Stated problem >> Leave out the pictures and copy everything else in the entries exactly.

Excerpt from a dataset:
___
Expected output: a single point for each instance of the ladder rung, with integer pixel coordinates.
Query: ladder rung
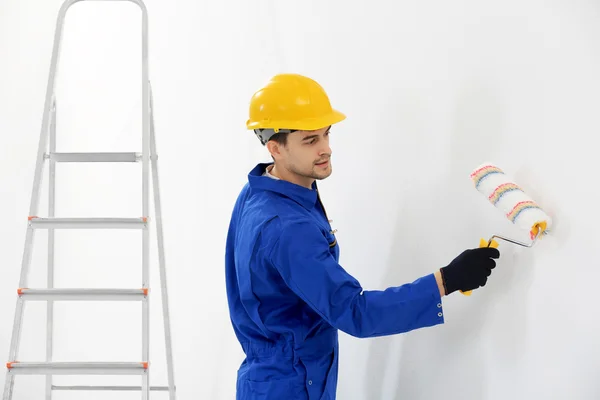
(119, 388)
(95, 157)
(88, 223)
(83, 294)
(77, 368)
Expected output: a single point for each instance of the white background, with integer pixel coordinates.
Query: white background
(431, 90)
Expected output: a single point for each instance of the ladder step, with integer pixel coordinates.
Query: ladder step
(77, 368)
(118, 388)
(94, 157)
(83, 294)
(87, 223)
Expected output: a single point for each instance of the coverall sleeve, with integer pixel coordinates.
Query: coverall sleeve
(302, 256)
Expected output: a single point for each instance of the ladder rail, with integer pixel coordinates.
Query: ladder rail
(161, 255)
(51, 242)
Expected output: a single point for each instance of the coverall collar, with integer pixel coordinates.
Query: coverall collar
(304, 196)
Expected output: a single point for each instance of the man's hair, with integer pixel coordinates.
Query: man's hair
(280, 138)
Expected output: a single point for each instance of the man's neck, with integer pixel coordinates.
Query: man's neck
(285, 175)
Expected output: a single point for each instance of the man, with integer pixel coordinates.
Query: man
(287, 294)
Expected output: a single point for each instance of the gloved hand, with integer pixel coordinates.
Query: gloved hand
(469, 270)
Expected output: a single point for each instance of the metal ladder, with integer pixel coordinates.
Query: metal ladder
(47, 152)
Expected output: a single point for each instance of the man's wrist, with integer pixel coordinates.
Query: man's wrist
(440, 281)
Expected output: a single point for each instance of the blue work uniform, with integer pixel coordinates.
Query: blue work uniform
(288, 295)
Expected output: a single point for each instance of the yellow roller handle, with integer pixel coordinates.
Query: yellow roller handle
(482, 243)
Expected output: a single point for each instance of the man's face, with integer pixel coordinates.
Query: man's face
(306, 155)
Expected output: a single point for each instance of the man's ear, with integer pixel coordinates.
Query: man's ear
(274, 148)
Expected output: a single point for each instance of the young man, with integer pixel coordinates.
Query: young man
(288, 295)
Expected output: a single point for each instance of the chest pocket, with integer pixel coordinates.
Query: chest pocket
(333, 244)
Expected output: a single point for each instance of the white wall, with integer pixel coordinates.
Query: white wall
(431, 89)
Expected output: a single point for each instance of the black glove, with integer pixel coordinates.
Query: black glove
(469, 270)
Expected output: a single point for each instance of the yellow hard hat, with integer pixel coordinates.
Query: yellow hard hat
(291, 102)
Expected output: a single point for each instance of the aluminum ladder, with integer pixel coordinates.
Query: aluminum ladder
(47, 153)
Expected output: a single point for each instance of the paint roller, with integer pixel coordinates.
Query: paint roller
(511, 199)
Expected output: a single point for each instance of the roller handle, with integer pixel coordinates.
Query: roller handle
(482, 243)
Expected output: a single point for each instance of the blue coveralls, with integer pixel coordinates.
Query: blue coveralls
(288, 296)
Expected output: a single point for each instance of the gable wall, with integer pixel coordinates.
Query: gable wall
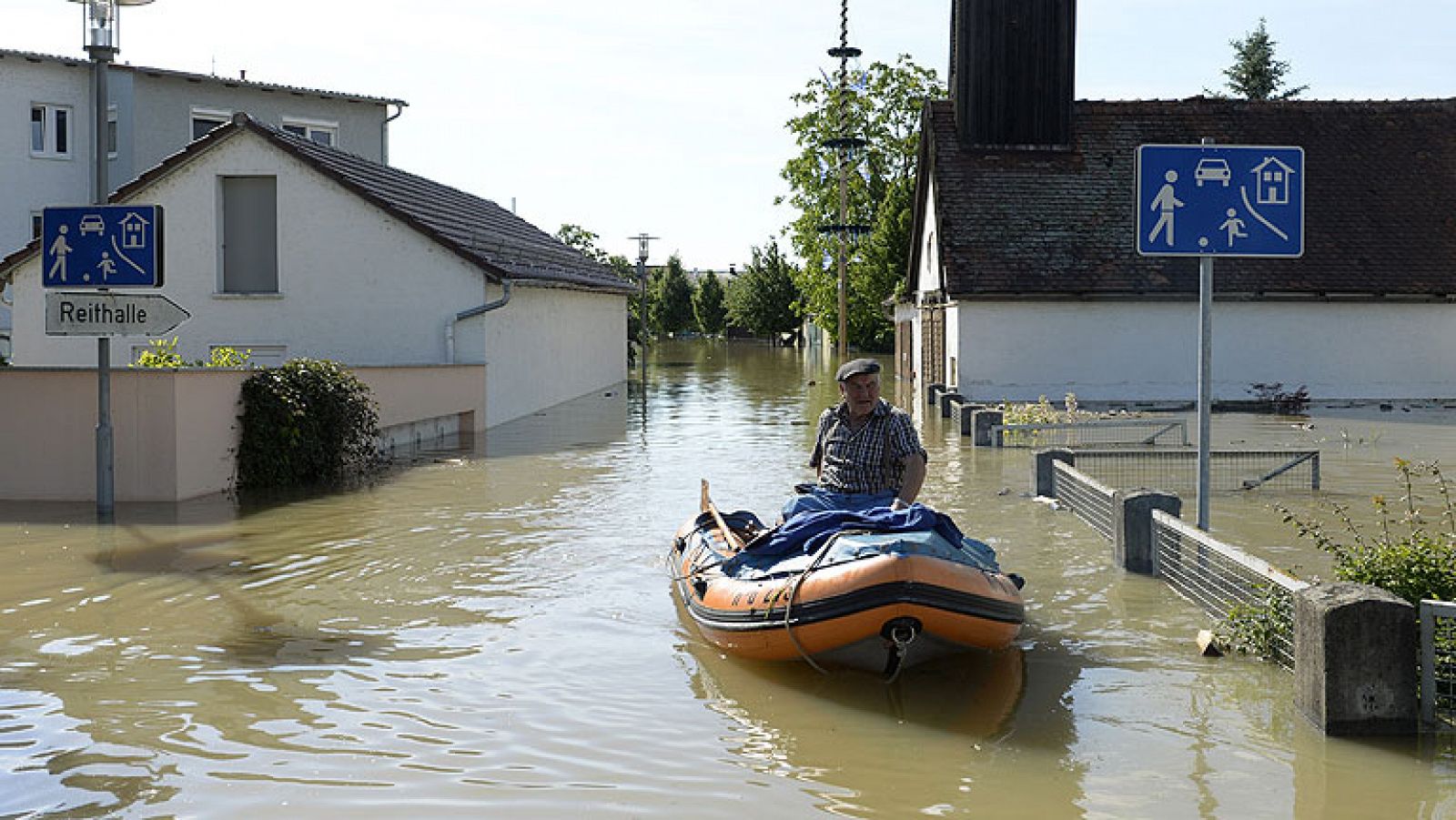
(356, 284)
(545, 347)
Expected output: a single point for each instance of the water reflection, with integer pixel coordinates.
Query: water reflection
(494, 633)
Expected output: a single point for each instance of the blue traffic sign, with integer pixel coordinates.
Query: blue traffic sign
(95, 247)
(1220, 201)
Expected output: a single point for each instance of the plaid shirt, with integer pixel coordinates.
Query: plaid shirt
(870, 459)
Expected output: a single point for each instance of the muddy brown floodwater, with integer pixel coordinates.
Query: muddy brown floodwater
(495, 635)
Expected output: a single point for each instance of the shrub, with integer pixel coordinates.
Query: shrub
(309, 422)
(1411, 555)
(164, 354)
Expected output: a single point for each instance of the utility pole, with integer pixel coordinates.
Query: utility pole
(642, 251)
(844, 147)
(102, 44)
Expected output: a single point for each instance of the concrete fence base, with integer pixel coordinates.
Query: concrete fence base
(982, 433)
(1041, 481)
(1135, 548)
(1356, 660)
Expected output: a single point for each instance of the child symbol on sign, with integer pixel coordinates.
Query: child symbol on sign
(1234, 226)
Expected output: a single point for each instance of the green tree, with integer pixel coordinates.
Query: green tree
(1256, 73)
(885, 109)
(763, 298)
(670, 305)
(710, 306)
(582, 240)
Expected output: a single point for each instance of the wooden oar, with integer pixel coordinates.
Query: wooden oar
(708, 507)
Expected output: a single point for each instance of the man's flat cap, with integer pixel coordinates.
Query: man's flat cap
(856, 368)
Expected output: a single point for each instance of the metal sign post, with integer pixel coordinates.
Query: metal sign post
(1218, 201)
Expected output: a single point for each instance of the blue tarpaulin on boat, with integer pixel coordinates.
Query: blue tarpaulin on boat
(807, 533)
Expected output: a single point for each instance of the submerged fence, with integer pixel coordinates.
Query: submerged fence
(1351, 648)
(1439, 664)
(1107, 431)
(1228, 582)
(1177, 470)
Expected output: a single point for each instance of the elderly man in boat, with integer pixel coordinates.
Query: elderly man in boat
(866, 450)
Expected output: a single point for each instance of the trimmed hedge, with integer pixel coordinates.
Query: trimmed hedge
(309, 422)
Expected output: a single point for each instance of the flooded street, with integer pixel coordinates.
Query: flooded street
(494, 635)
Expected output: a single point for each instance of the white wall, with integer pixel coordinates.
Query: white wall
(1148, 351)
(545, 347)
(356, 284)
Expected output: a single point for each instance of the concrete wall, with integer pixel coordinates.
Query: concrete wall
(356, 284)
(175, 431)
(153, 121)
(1148, 351)
(550, 346)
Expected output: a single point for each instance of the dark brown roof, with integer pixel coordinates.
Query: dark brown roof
(478, 230)
(1380, 216)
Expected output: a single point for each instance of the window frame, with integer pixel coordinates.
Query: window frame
(310, 128)
(50, 130)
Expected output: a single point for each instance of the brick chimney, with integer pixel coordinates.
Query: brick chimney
(1012, 72)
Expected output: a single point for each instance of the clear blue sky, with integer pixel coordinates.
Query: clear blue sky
(667, 116)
___
Response to the task >>
Expected output: a single point for each instance of the ladder rung, with integer pixel coordinates.
Query: ladder rung
(119, 388)
(95, 157)
(88, 223)
(83, 294)
(77, 368)
Expected output: a single point for each instance of the white background, with integer pixel coordinates.
Query: white background
(431, 90)
Expected output: a single point for each instance of the ladder step, with integer pixel coordinates.
Query: ladder step
(77, 368)
(118, 388)
(94, 157)
(83, 294)
(87, 223)
Expected output: a single point for each instance of the coverall sleeve, with integer pixel coordinates.
Query: coverall sleeve
(302, 256)
Expected output: a single point for each instance of the ladder rail, with integer pixel coordinates.
Query: ladder rail
(161, 255)
(51, 242)
Expected output: a single point for each instance of the coverall collar, with integer pixel coordinates.
Query: coverall collar
(304, 196)
Expected output: a single point for each instance of the man's hair, with integer pixel coordinates.
Query: man's hair
(280, 138)
Expected output: a single point for each instance of the man's neck, with integer pixel coordinates.
Query: man's neck
(285, 175)
Expected output: a single point for each instance of the man, with integer pixel coordinates.
Query: man
(287, 294)
Expected output: a single point for each instance of the gloved hand, with integer pixel coordinates.
Query: gloved hand
(469, 270)
Expected output: a single point for each instance of the metal ladder, with integer pixel coordinates.
Query: metal ladder
(47, 152)
Expected output: a single point for each instance of the man's wrist, with integer pixel coordinates.
Query: man's wrist
(440, 281)
Expected output: a single point for each instance of the blue work uniform, with integer pixel coordinates.
Query: blue work uniform
(288, 295)
Expected output: a single point for each instance of the yellow roller handle, with integer pixel coordinates.
Query: yellow roller handle
(482, 243)
Expected output: a single point for each instance of the man's face, with integer pixel coordinates.
Query: man's face
(306, 155)
Expected output: a single point for each instance of the man's ear, with integer pixel coordinates.
Query: man's ear
(274, 148)
Expected output: a single point for each instance of the young man, with integer pixel coordinates.
Query: young man
(288, 295)
Expected output: a single point for each instance of the chest pocket, with integer pixel coordinates.
Query: chest pocket
(333, 244)
Expected output: a single point for each instance of the white wall, with integer pixel coordinates.
Query: white wall
(431, 89)
Expected output: a single point for each instance of the black glove, with integer pixel coordinates.
Query: black glove
(469, 270)
Expected output: a single point for each instance of the yellow hard hat, with integer pixel coordinates.
Query: yellow hard hat
(291, 102)
Expected output: a single point for each instance of the aluminum ladder, with integer pixel coordinates.
Query: aluminum ladder
(47, 153)
Expected output: a single point for each instance of the paint roller, with integer pixel coordinates.
Query: paint roller
(511, 199)
Expected output: a single point for each instance of the roller handle, with integer pixel coordinates.
Query: roller handle
(482, 243)
Expected output: a single point for each instance of the blue coveralls, with integer pixel coordinates.
Query: blue coveralls
(288, 296)
Expected output: a single point for each instance of the gable wall, with integer pixel coordinates.
Query: gable wall
(356, 284)
(545, 347)
Expected output: a single point for each instance of the water reflection, with integer pixel coordinates.
Query: water reflection
(494, 633)
Expected output: a single point for each instance of the blue traffic sign, with integer pixel coordinates.
Query: blue traffic sign
(95, 247)
(1220, 201)
Expected output: a single point for each instance of the plaid shirt, with integer pixel coordinates.
Query: plaid shirt
(870, 459)
Expected output: a single point for each instance of the muddy brown floodwater, with integer pixel coordinates.
Query: muddy brown floodwater
(495, 635)
Expected output: a single point for each instance of the shrub, with integer pixel coordinates.
Query: shrub
(309, 422)
(1411, 555)
(164, 354)
Expected output: a single point for each instance of the utility pole, with integer pixel coordinates.
Query: utility pole
(642, 251)
(844, 147)
(102, 44)
Expected output: a single point for each instance of the concrete fence base, with integer pixel coordinates.
Query: concrete fence base
(982, 433)
(1041, 481)
(1135, 548)
(1356, 660)
Expected output: a single point for each instance of the child symbol on sign, with integer pixel coordinates.
Query: child symbol on sign
(1234, 226)
Expected output: a single point for each instance of the green tree, with integer pixel coordinates.
Query: green tree
(1256, 73)
(885, 109)
(763, 298)
(670, 305)
(710, 306)
(582, 240)
Expected output: a single point for each instance of the wooden oar, with integer pixel coordinates.
Query: wooden oar
(708, 507)
Expected output: a single point for each instance of the man's flat cap, with integer pixel coordinates.
Query: man's flat cap
(856, 368)
Expected output: a single point for each instance of the metal sign post, with integer pixel coordinates.
Query: metal sign post
(1218, 201)
Expected output: a single point for each instance of the blue tarpaulin on boat, with integer pixel coordinates.
Query: blue tarpaulin on boat
(807, 533)
Expected output: a single point for each instance of the submerged fence, with integer pixel coordinates.
Query: submerged fence
(1351, 648)
(1439, 664)
(1107, 431)
(1228, 582)
(1177, 470)
Expected output: a single point for each instance of the elderly man in boat, with integer pixel coordinates.
Query: elderly man in boat
(866, 450)
Expected output: a single point for each instance of the trimmed hedge, with integer pixel coordinates.
Query: trimmed hedge
(309, 422)
Expected output: a single point for each instance of the flooded street, with integer pixel coordinates.
Query: flooded street
(494, 635)
Expected output: a single point for each instance of the white wall, with integer pixel coordinates.
Query: white wall
(1148, 351)
(545, 347)
(356, 284)
Expected output: a single point for each instance of the concrete wall, with integer pixel coordinates.
Query: concrete wall
(356, 284)
(175, 431)
(153, 121)
(1148, 351)
(550, 346)
Expected output: a single point for each instance of the dark brown roof, with integer pixel coordinates.
Query: dark brown roof
(478, 230)
(1380, 216)
Expected output: a single point for each instance of the window frame, with integer pixel coordinates.
Query: window frame
(310, 128)
(50, 130)
Expected output: a single point for each instance of the brick chimney, with integer pixel coordinates.
Query: brick chimney
(1012, 72)
Expected output: a single point for each instance of the clear blue sky, with integer pixel coordinates.
Query: clear blue sky
(667, 116)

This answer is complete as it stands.